WORK REQUEST ::
I'd like the full listing transcribed exactly, with no images included.

*** Opening SUPPLIED RECORDS ***

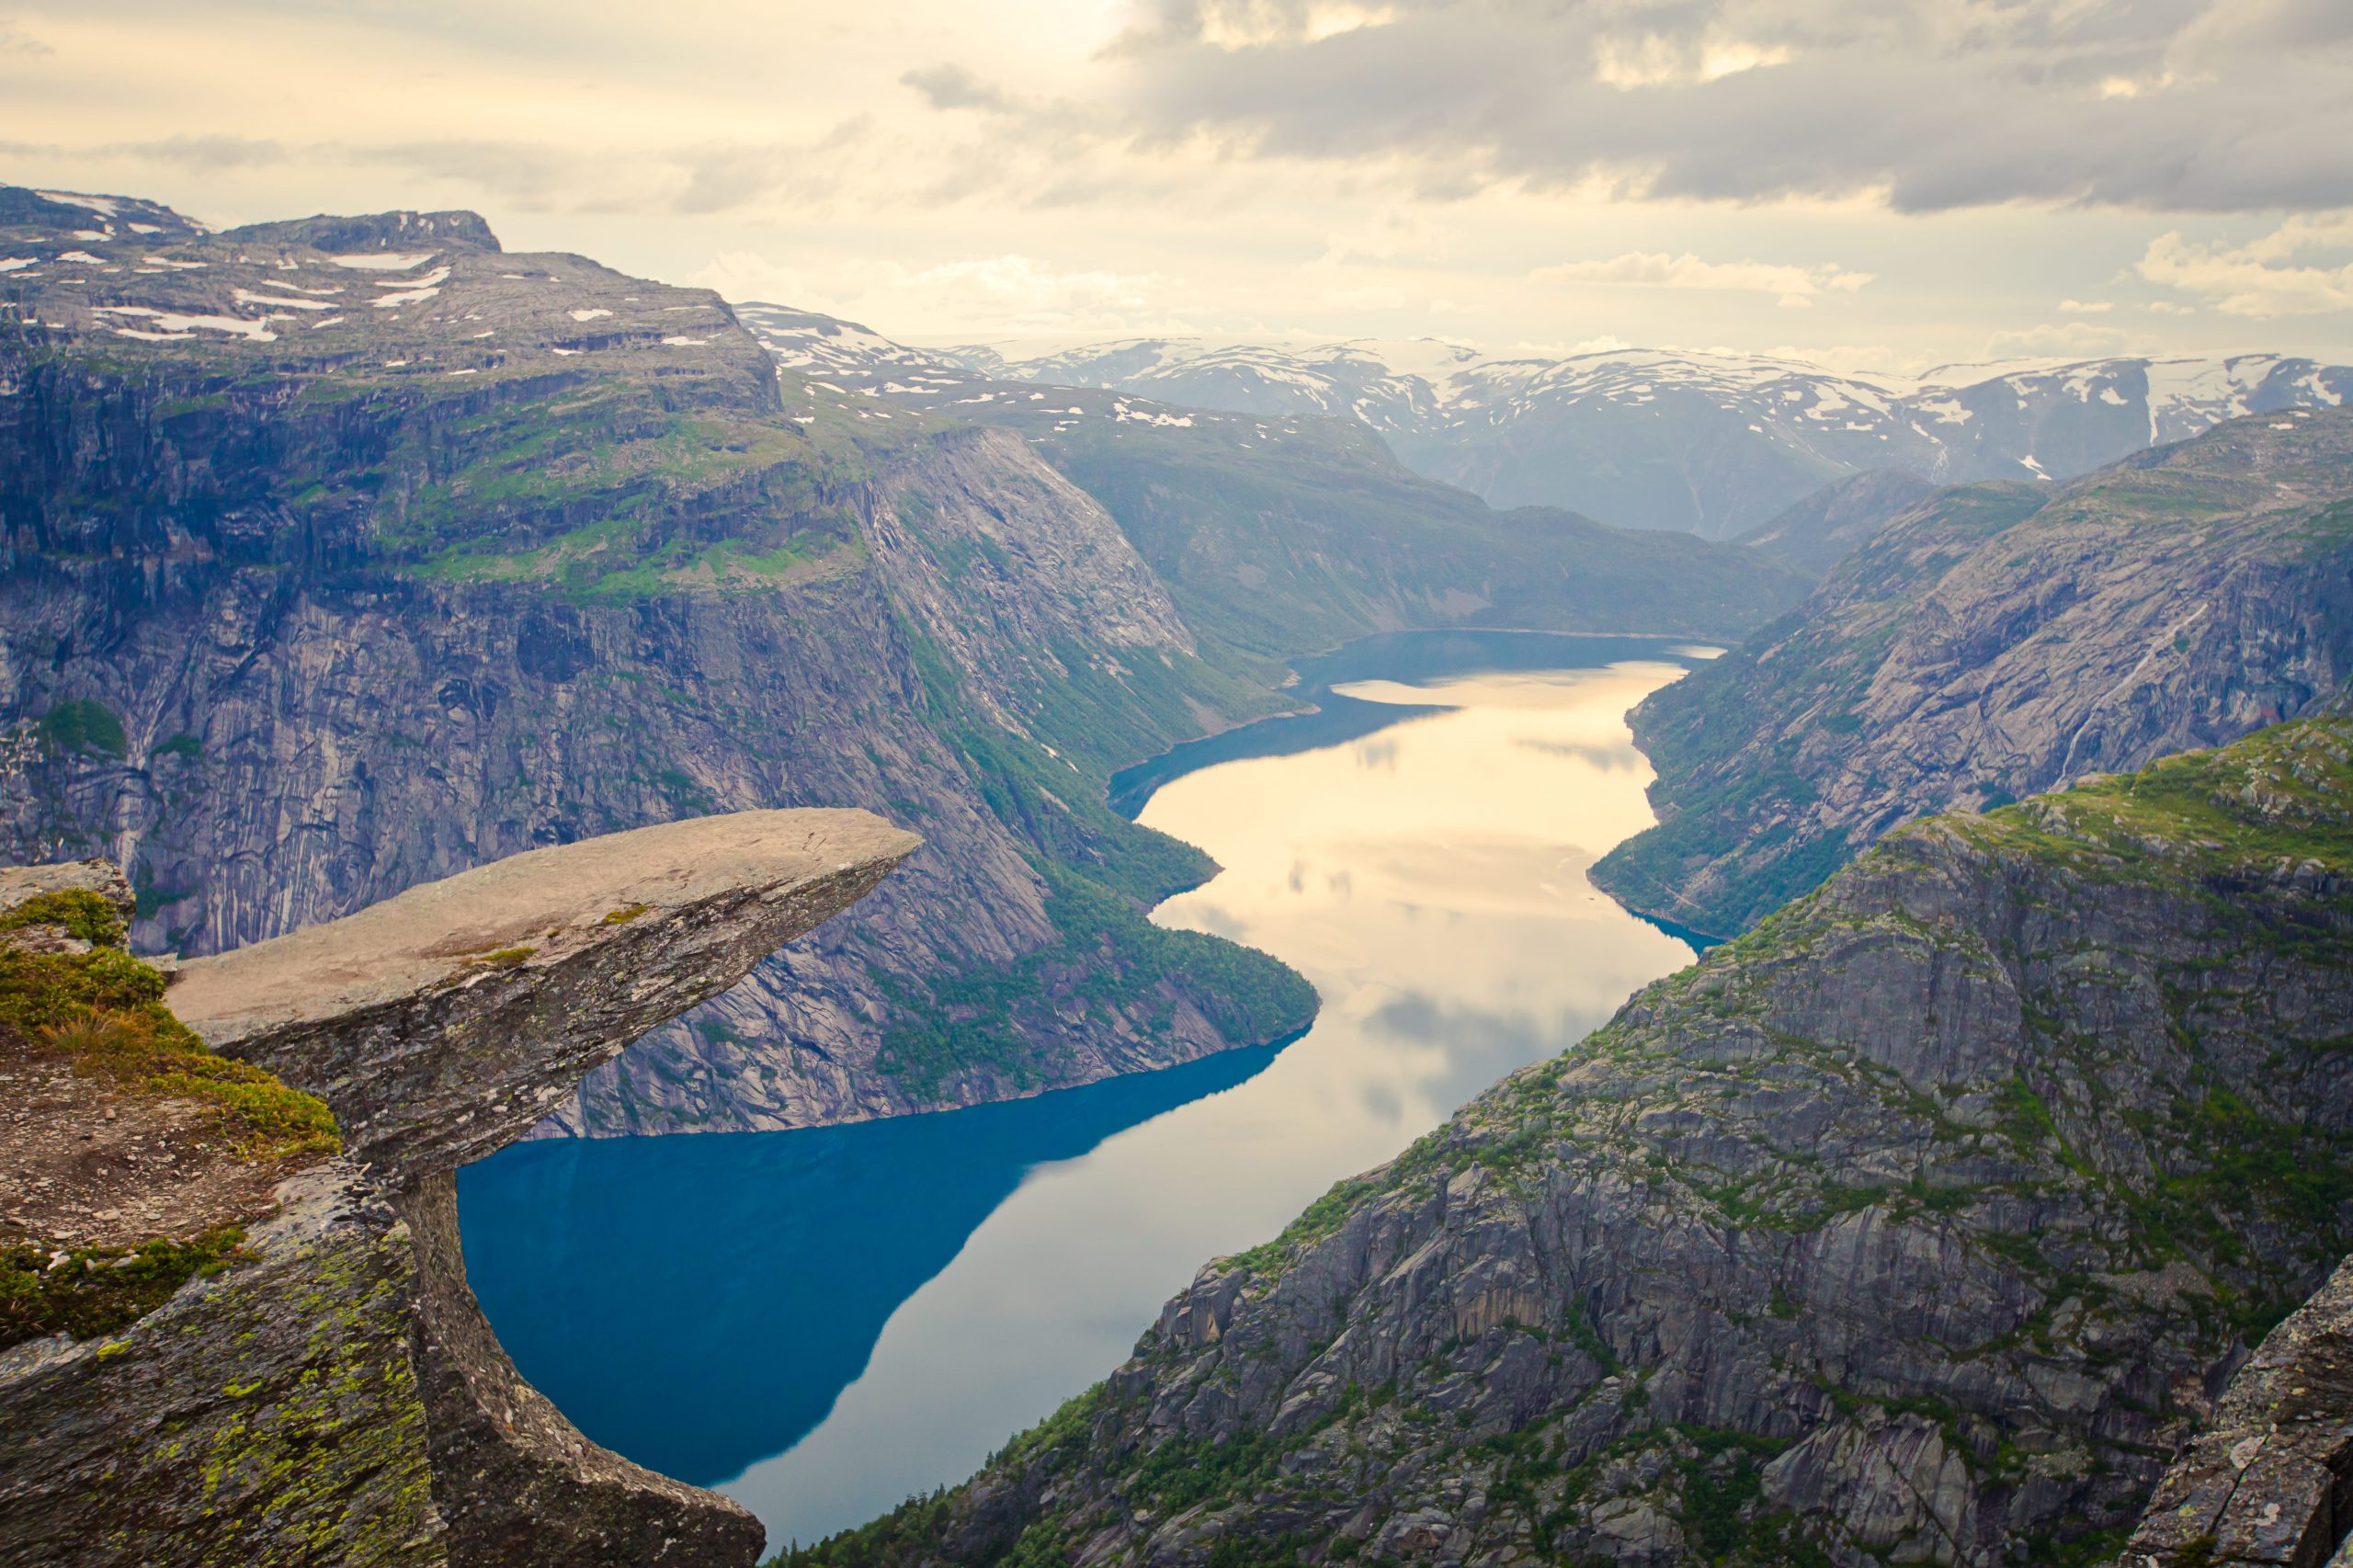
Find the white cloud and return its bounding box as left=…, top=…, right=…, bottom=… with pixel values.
left=892, top=255, right=1189, bottom=334
left=1594, top=33, right=1792, bottom=90
left=1983, top=321, right=2133, bottom=358
left=2057, top=298, right=2114, bottom=313
left=1530, top=251, right=1872, bottom=304
left=691, top=250, right=840, bottom=312
left=2136, top=211, right=2353, bottom=317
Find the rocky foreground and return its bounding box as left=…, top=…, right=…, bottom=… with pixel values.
left=0, top=809, right=915, bottom=1566
left=796, top=718, right=2353, bottom=1568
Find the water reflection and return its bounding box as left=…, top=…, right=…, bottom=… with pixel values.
left=458, top=631, right=1714, bottom=1551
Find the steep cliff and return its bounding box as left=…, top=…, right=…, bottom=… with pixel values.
left=1593, top=409, right=2353, bottom=937
left=793, top=717, right=2353, bottom=1568
left=0, top=810, right=914, bottom=1566
left=0, top=186, right=1313, bottom=1135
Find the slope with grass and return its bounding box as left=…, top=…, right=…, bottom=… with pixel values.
left=1592, top=408, right=2353, bottom=937
left=785, top=717, right=2353, bottom=1568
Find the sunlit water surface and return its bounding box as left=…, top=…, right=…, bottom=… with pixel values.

*** Closing SUPPLIED RECORDS ***

ANSWER TO THE EXERCISE ::
Find the white cloud and return its bounding box as left=…, top=…, right=…, bottom=… with pixel values.
left=892, top=255, right=1189, bottom=334
left=1594, top=33, right=1792, bottom=90
left=1983, top=321, right=2133, bottom=358
left=2057, top=298, right=2114, bottom=313
left=1530, top=251, right=1872, bottom=304
left=691, top=250, right=840, bottom=312
left=2136, top=211, right=2353, bottom=317
Find the rocky foreground and return its bounding box as left=…, top=…, right=…, bottom=… with pixel values.
left=0, top=809, right=915, bottom=1566
left=796, top=718, right=2353, bottom=1568
Find the water reflection and return its bounding box as left=…, top=…, right=…, bottom=… with pixel values.
left=458, top=631, right=1714, bottom=1551
Find the steep cliff and return its bounding box as left=…, top=…, right=…, bottom=… with pixel values.
left=1593, top=409, right=2353, bottom=937
left=793, top=717, right=2353, bottom=1568
left=0, top=810, right=914, bottom=1566
left=0, top=186, right=1313, bottom=1135
Find the slope with grass and return its bounding box as left=…, top=…, right=…, bottom=… with pixel values.
left=1592, top=408, right=2353, bottom=937
left=785, top=717, right=2353, bottom=1568
Find the sunlit water surface and return its bounding box as left=…, top=…, right=…, bottom=… with pixel values.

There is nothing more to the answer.